|
Spring Semester 2007
|
Lecture Notes Eight: Principles of Database Design. More Examples.
Usually somebody has (or anticipates having) a significant amount of data.
They then want to be able to access it on a daily (or perhaps more often) basis,
efficiently: to update it, or to extract information from the existing data.
|
The first
step (always) is to imagine yourself keeping track of this information using just paper
and pencil and assuming you have infinite precision and endurance. You then design a
database.
|
Designing a database is a fairly well established process by now. We are going to illustrate
an information design methodology through a couple of examples, very much like we did last time.
|
The information-level design methodology we promote involves representing individual
user views, refining them to eliminate any problems, and then merging them into a cumulative design.
|
After you have represented and merged all user views you can complete the cumulative design for the entire database.
|
Let's see some examples.

Data excerpts:
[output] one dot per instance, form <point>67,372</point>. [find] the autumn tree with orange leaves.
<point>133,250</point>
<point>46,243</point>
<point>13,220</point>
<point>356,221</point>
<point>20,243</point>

Required actions:
1. Translate this sentence from the database design lecture notes above into Spanish: "Designing a database is a fairly well established process by now."
2. Resume the database design lecture notes from where they stop.

In response:
1. Diseñar una base de datos es, a estas alturas, un proceso bastante bien establecido.

2.
|
Ray Henry, the owner of a bookstore chain named Henry Books, gathers and organizes
information about branches, publishers, authors and books. Each branch has a number that uniquely identifies the
branch. In addition, Ray tracks the branch's name, location and number of employees. Each publisher has a code that uniquely
identifies the publisher. In addition, Ray tracks the publisher's name and city. The only user for the Book database is Ray, but you
don't want to treat the entire project as a single user view. Ray has provided you with all the reports the system must produce, and you
will treat each report as a user view. Ray has given you the following requirements:
- User View 1 Requirements: For each publisher, list the publisher code, publisher name, and the city in which the publisher is located
- User View 2 Requirements: For each branch, list the number, name, location and number of employees
- User View 3 Requirements: For each book, list its code, title, publisher code and name, price and whether it is a paperback
- User View 4 Requirements: For each book, list its code, title, price and type. In addition, list the book's authors and their names. If a
book has more than one author, all names must appear in the order in which they are listed on the book's cover. The author order is not always
alphabetical.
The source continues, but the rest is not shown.